Подготовка брачного ложа
Венчание происходило большей частью вечером. Утром, в день торжества, иногда накануне, сваха невесты отправлялась в дом жениха приготовлять брачное ложе. В те времена суеверие допускало особенное приволье действиям колдунов, там, где рядят свадьбу, и потому принимали все меры предосторожности.
Так, например, сваха обходила кругом хоромину, где устраивалось брачное торжество, и кровать, где постилалось брачное ложе, с рябиновой ветвью в руках, на которой нарезывались какие-то знаки. Ее шествие совершалось церемонно. За свахою человек пятьдесят и более несли принадлежности брачного ложа и брачной комнаты. Брачною комнатою избирался сенник, часто нетопленный. Необходимо было, чтобы на потолке не было земли, для того, чтобы таким образом брачная спальня не имела никакого подобия с могилою. Сенник обивался по стенам и устилался по помосту коврами; под стенами всегда были лавки с полавочниками, по четырем углам комнаты втыкалось по стреле, а на стрелы вешали меха соболей, в великокняжеских и царских брачных ложах по сорока, а в других по одному соболю, и сверх того, на оконечности стрелы втыкался калач; на лавках по углам ставили по оловяннику питейного меда; над дверьми и под окнами как внутри, так и снаружи по стенам прибивали по кресту. Когда в этот покой вносили постель, то впереди несли образа Спаса и Богородицы и большой крест.

━━━━━━━━━━━━━━━━

ЧТО НУЖНО СДЕЛАТЬ
Выведите без изменений часть текста о подготовке брачного ложа: всё, начиная со слов «Подготовка брачного ложа» и вниз до слов «все меры предосторожности.». Перечень, приведённый после текста, здесь не нужен.

Фрагменты набора данных с разметкой местоположений
━━━━━━━━━━━━━━━━

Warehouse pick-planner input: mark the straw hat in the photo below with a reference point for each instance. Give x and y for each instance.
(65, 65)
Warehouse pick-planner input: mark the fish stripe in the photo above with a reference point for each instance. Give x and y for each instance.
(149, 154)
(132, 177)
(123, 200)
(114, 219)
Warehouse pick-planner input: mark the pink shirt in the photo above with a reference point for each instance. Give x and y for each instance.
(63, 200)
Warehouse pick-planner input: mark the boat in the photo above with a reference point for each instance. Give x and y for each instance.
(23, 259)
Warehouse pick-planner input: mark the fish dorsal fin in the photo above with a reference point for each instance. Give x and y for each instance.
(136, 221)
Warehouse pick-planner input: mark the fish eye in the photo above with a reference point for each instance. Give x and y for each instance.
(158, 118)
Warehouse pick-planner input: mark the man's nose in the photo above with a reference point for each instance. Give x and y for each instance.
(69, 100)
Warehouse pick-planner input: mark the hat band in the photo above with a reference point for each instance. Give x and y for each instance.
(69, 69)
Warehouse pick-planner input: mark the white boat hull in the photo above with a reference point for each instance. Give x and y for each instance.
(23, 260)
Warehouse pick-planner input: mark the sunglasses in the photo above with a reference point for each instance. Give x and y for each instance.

━━━━━━━━━━━━━━━━

ОТВЕТ НА ЗАДАНИЕ
Подготовка брачного ложа
Венчание происходило большей частью вечером. Утром, в день торжества, иногда накануне, сваха невесты отправлялась в дом жениха приготовлять брачное ложе. В те времена суеверие допускало особенное приволье действиям колдунов, там, где рядят свадьбу, и потому принимали все меры предосторожности.